◆ **DATA SUPPLIED**:
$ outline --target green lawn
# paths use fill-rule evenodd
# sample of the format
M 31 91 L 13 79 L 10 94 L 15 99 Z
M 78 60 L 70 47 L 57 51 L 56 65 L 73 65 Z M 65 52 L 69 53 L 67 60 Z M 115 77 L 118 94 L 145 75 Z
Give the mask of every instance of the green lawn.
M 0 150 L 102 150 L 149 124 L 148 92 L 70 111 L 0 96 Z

◆ **YOUR OBJECTIVE**: Repeat each record exactly. Omit nothing.

◆ **CORRECT RESULT**:
$ outline --target green lawn
# paths use fill-rule evenodd
# sample of the format
M 31 91 L 13 79 L 10 94 L 15 99 Z
M 78 60 L 70 47 L 57 51 L 56 65 L 73 65 Z M 65 52 L 69 53 L 67 60 Z M 115 77 L 118 94 L 145 75 Z
Give the mask of every instance of the green lawn.
M 0 150 L 102 150 L 149 124 L 148 92 L 70 111 L 0 96 Z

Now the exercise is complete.